** Supplied records **
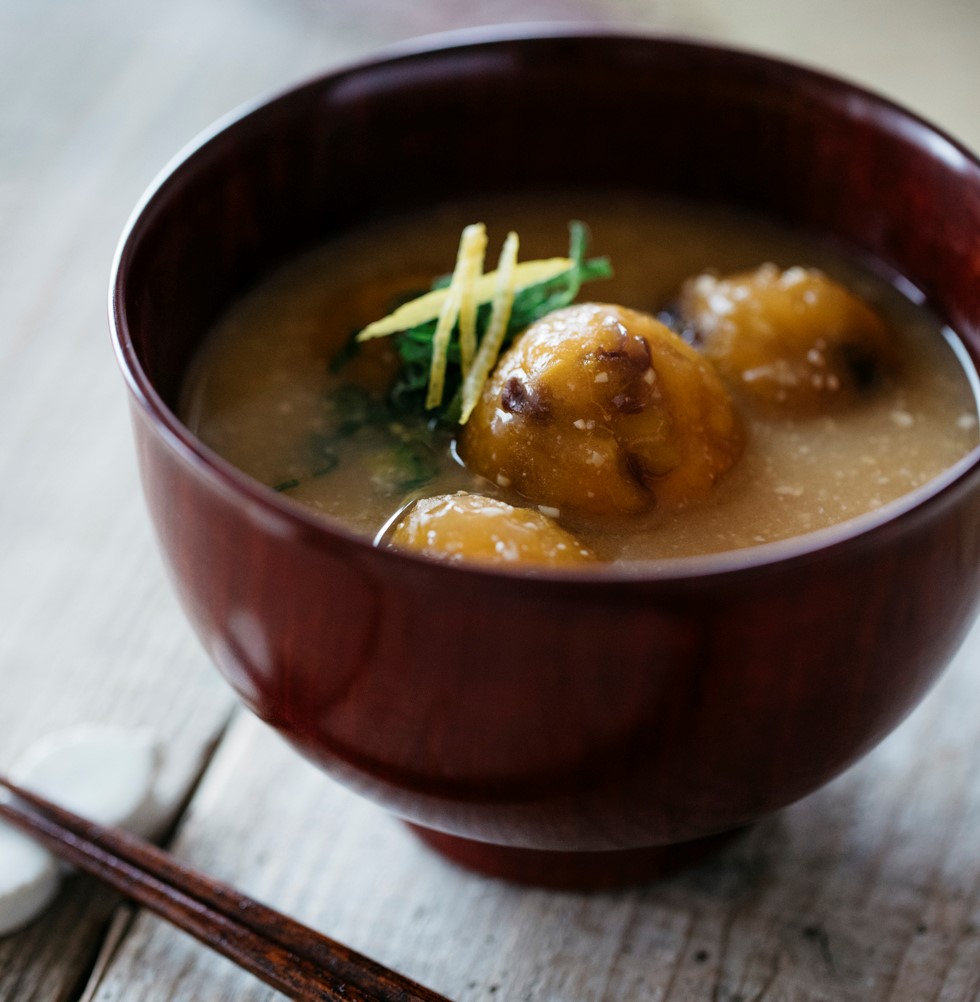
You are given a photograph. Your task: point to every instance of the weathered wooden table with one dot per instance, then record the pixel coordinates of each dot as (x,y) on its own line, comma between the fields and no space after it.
==
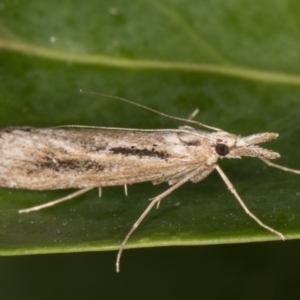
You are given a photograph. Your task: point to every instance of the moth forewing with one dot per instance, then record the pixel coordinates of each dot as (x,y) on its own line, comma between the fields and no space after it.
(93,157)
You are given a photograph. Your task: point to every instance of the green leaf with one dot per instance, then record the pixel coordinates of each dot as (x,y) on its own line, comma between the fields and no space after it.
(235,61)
--
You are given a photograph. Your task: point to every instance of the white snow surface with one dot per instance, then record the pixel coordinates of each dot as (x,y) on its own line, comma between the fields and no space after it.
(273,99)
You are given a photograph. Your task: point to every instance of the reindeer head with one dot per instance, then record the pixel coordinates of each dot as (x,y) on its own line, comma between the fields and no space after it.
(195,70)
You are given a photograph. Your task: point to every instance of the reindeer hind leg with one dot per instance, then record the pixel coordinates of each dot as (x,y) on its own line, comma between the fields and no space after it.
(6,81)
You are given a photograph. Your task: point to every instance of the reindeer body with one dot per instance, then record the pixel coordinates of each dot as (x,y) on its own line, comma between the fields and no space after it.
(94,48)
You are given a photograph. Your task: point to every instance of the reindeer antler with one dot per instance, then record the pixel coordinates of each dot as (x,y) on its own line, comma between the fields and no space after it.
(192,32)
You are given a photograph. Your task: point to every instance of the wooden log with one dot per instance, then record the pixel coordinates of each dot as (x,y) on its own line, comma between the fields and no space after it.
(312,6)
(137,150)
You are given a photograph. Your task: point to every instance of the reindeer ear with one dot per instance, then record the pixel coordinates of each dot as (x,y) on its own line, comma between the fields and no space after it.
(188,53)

** The problem **
Extract every line from the rows above that contains the word "white", matching case exactly.

** Response below **
You are given a photograph. Your task: point to every instance of the white snow surface with one dot per instance, then record the pixel coordinates of each dot as (x,y) on its own line, comma between the fields and no space after it.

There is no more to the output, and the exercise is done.